**Exercise objective**: Please start at the first line of the records beneath and quote each line exactly, ending with the line containing "Target: wood plank flooring".
##### Source material
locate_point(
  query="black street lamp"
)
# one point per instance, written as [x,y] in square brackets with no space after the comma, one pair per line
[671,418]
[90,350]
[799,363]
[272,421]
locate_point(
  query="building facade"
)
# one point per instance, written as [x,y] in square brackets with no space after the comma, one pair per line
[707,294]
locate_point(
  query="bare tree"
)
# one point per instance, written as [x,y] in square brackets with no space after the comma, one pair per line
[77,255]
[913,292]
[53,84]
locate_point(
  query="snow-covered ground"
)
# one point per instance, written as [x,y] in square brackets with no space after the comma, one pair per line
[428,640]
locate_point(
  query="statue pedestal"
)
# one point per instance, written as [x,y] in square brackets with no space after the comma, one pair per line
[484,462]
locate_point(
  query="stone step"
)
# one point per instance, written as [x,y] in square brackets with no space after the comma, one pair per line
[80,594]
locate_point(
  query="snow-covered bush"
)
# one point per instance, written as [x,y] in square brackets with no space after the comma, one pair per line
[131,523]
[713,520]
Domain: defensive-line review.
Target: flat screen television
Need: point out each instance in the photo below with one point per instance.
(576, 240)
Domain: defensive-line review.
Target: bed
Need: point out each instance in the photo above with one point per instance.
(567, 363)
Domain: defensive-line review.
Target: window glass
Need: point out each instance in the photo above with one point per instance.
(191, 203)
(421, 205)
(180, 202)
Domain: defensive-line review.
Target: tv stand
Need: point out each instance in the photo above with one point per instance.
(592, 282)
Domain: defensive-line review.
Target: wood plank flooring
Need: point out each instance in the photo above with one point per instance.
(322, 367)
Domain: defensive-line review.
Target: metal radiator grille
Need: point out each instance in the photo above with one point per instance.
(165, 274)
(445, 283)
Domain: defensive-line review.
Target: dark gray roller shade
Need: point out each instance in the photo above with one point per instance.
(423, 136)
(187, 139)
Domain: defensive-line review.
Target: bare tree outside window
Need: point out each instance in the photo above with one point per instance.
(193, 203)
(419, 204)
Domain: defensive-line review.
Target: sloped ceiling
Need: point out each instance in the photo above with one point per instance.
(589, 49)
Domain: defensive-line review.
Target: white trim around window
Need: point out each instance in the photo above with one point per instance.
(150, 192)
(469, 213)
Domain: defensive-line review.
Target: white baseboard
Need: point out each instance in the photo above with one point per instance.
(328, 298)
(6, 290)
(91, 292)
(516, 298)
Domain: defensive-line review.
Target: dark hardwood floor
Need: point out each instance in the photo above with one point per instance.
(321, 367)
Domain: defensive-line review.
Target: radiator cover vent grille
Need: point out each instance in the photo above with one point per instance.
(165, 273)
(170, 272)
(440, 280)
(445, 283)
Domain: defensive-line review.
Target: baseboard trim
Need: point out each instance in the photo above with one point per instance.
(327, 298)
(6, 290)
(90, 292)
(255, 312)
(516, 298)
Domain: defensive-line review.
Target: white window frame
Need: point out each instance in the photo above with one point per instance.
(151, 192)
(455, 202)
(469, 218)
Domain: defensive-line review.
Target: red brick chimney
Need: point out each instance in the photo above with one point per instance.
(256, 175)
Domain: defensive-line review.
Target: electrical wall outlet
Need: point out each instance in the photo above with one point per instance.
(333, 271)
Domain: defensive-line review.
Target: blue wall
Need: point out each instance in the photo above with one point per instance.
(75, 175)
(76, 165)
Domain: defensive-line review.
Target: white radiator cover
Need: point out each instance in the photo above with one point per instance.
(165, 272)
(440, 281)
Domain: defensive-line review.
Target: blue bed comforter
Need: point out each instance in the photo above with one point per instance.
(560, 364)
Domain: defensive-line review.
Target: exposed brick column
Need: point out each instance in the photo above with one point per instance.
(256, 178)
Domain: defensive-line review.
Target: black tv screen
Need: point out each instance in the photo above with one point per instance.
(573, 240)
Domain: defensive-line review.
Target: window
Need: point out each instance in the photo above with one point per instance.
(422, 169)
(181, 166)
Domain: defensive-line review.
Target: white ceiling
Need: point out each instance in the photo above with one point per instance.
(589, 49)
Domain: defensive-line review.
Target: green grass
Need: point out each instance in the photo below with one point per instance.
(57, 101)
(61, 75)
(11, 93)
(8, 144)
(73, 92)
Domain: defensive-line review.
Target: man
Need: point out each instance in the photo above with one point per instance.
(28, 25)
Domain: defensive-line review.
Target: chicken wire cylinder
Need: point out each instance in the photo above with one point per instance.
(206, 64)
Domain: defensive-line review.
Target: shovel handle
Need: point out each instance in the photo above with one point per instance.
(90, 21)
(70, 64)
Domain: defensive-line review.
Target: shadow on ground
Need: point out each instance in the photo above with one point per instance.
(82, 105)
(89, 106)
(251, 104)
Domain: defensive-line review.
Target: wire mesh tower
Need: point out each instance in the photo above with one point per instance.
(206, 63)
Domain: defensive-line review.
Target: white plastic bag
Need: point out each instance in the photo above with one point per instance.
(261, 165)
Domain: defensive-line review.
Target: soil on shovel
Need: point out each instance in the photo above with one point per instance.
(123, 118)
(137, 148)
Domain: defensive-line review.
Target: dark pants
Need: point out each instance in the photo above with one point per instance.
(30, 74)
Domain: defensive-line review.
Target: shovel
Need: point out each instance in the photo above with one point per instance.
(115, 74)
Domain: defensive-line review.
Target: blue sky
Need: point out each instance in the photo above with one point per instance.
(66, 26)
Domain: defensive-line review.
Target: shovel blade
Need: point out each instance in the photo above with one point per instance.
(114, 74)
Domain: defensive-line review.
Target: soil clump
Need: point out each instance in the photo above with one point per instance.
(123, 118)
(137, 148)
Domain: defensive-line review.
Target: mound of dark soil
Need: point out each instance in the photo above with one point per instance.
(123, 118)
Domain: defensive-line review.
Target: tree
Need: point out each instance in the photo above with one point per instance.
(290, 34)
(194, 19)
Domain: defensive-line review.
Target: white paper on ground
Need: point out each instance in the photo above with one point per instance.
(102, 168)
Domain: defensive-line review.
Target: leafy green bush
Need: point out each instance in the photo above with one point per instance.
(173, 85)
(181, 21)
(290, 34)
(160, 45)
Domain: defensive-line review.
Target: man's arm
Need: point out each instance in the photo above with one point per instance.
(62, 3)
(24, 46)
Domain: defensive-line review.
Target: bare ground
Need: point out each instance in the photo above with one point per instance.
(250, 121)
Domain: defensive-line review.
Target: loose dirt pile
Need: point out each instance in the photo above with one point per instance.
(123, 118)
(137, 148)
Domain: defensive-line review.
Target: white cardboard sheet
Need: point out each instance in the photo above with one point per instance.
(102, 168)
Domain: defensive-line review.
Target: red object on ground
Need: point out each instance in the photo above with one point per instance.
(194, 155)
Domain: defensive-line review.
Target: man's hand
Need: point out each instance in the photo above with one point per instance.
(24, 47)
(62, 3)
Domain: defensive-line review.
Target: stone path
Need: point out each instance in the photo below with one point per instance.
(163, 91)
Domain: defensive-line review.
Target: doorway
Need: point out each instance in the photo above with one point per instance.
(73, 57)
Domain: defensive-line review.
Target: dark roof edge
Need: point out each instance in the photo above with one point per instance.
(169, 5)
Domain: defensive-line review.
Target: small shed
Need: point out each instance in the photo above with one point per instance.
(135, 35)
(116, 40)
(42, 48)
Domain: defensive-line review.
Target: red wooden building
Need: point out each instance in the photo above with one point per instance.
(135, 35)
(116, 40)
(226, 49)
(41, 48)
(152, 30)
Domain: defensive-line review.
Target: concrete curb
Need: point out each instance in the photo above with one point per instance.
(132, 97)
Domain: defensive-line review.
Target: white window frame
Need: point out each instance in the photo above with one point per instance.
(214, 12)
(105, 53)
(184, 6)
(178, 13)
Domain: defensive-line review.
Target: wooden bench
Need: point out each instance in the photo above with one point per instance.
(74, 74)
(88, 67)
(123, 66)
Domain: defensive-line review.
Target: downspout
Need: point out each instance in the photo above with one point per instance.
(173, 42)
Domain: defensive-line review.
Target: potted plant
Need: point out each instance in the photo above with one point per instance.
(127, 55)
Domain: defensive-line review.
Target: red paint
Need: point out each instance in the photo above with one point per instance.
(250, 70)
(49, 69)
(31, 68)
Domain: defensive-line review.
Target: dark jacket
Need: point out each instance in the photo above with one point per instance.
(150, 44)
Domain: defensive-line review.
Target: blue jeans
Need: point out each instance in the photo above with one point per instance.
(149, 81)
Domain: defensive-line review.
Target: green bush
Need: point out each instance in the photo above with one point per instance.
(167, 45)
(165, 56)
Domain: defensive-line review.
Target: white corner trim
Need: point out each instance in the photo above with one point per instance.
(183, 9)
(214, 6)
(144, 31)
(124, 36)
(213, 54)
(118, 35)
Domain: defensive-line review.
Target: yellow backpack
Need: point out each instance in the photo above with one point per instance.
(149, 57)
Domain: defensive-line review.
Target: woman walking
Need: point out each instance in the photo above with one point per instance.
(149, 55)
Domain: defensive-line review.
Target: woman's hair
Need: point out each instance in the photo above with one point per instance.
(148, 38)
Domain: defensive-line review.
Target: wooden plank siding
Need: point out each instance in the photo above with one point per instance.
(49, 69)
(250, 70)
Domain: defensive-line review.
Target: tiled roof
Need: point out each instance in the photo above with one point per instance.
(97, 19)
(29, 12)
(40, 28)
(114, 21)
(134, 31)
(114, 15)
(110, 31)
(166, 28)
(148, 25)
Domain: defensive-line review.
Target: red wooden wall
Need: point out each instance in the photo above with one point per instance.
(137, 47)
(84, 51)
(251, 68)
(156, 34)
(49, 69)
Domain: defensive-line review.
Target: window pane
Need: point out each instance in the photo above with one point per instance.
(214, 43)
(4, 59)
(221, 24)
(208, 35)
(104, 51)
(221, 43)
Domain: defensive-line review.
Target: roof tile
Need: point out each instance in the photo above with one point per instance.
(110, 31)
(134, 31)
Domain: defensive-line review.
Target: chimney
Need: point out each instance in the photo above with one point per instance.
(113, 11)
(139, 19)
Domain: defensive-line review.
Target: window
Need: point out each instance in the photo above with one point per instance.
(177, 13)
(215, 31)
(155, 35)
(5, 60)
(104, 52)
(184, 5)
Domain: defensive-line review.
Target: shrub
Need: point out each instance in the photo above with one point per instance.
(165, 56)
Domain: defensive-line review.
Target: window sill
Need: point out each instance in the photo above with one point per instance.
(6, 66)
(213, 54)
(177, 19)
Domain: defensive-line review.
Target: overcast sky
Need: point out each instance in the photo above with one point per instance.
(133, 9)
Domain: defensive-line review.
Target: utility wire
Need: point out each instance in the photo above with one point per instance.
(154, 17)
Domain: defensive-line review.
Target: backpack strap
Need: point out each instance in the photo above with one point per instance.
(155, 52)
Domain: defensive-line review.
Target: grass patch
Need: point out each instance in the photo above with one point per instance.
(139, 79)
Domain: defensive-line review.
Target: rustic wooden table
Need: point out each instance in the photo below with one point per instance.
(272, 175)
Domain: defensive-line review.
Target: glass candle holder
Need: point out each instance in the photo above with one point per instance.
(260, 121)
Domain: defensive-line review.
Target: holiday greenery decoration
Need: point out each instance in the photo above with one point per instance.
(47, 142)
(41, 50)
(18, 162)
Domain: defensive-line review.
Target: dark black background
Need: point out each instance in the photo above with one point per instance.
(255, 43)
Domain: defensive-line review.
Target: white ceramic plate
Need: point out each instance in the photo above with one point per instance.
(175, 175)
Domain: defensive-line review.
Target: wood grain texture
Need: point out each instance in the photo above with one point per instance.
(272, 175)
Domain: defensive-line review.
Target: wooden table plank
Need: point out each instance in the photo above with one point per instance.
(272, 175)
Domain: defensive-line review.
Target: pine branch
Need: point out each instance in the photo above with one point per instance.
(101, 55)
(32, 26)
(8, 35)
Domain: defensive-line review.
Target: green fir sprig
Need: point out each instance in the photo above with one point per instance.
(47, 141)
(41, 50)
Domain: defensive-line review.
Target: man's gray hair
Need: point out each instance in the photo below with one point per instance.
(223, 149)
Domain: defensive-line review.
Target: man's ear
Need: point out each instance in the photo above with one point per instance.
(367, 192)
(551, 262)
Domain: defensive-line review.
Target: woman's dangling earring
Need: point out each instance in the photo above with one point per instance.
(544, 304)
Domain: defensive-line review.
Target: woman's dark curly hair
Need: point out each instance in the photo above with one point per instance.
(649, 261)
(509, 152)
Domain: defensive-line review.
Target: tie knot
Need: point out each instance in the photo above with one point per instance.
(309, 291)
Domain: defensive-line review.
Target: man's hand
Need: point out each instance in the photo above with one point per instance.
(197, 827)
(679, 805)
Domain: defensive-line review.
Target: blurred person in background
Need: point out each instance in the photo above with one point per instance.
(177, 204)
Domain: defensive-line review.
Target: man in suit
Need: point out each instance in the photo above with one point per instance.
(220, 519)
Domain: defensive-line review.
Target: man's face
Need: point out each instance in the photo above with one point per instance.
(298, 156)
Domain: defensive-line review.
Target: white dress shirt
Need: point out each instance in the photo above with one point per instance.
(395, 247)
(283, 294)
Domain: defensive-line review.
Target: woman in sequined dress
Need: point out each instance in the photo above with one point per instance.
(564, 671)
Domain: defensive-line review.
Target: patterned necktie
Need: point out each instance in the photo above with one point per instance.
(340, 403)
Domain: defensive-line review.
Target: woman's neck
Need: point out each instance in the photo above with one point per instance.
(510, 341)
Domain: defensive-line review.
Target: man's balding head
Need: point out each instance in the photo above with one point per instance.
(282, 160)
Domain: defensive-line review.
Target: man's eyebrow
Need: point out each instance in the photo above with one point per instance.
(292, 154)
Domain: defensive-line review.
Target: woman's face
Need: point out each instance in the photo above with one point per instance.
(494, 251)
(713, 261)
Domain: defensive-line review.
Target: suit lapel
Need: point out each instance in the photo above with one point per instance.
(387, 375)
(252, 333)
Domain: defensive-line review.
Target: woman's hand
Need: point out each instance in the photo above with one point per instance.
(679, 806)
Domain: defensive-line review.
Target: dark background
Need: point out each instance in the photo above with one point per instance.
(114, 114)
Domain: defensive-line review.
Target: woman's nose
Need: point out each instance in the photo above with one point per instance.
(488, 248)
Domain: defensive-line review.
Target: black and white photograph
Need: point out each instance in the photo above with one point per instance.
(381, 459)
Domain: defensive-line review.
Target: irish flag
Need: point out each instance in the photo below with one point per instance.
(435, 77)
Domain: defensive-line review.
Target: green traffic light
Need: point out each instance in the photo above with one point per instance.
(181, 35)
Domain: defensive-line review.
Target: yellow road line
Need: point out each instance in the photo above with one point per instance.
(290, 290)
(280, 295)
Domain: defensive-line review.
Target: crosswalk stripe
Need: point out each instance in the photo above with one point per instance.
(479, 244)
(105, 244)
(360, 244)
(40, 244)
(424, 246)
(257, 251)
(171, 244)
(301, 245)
##########
**Result of this exercise**:
locate_point(
  query="black street lamp"
)
# one point per instance, written as [x,y] in square brackets with no space after the comma, one pair per line
[671,418]
[90,350]
[799,363]
[272,421]
locate_point(
  query="building facade"
)
# one point per instance, written as [x,y] in square brackets with no space after the comma, one pair per line
[707,294]
locate_point(
  query="bare tree"
)
# one point per instance, written as [x,y] in square brackets with no space after the comma, one pair per line
[77,255]
[913,292]
[53,84]
locate_point(
  query="snow-covered ground"
)
# one point per instance, written as [x,y] in square brackets with no space after the comma, one pair per line
[428,640]
locate_point(
  query="statue pedestal"
)
# one point per instance, written as [x,y] in square brackets with no space after the comma, one pair per line
[484,462]
locate_point(
  query="stone step"
)
# one point per instance, written as [x,y] in square brackets with no space after the comma, one pair per line
[80,594]
locate_point(
  query="snow-covered bush"
)
# one point per instance, written as [x,y] in square brackets with no space after the comma, one pair per line
[131,523]
[713,520]
Domain: defensive-line review.
Target: flat screen television
Need: point out each instance in the photo below with one point per instance.
(576, 240)
Domain: defensive-line review.
Target: bed
Need: point out each instance in the photo above with one point per instance.
(567, 363)
Domain: defensive-line review.
Target: window glass
Need: point out each instance in the photo above with one point per instance.
(191, 203)
(421, 205)
(180, 202)
Domain: defensive-line review.
Target: tv stand
Need: point out each instance in the photo above with one point per instance.
(592, 282)
Domain: defensive-line review.
Target: wood plank flooring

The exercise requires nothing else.